::: Supplied records :::

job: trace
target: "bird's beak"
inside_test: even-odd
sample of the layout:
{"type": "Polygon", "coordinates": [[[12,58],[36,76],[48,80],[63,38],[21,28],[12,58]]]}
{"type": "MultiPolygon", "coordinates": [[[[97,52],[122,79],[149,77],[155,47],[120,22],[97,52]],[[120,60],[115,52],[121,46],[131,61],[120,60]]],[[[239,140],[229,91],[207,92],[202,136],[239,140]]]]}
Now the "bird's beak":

:::

▸ Goal
Reproduce the material above verbatim, line for line, without any change.

▸ Exercise solution
job: trace
target: "bird's beak"
inside_test: even-odd
sample of the layout:
{"type": "Polygon", "coordinates": [[[12,58],[36,76],[48,80],[63,38],[21,28],[12,58]]]}
{"type": "MultiPolygon", "coordinates": [[[[97,52],[122,79],[149,77],[155,47],[120,22],[97,52]],[[120,60],[115,52],[121,46],[131,61],[120,60]]],[[[239,140],[229,91],[207,92],[202,136],[239,140]]]]}
Now the "bird's beak":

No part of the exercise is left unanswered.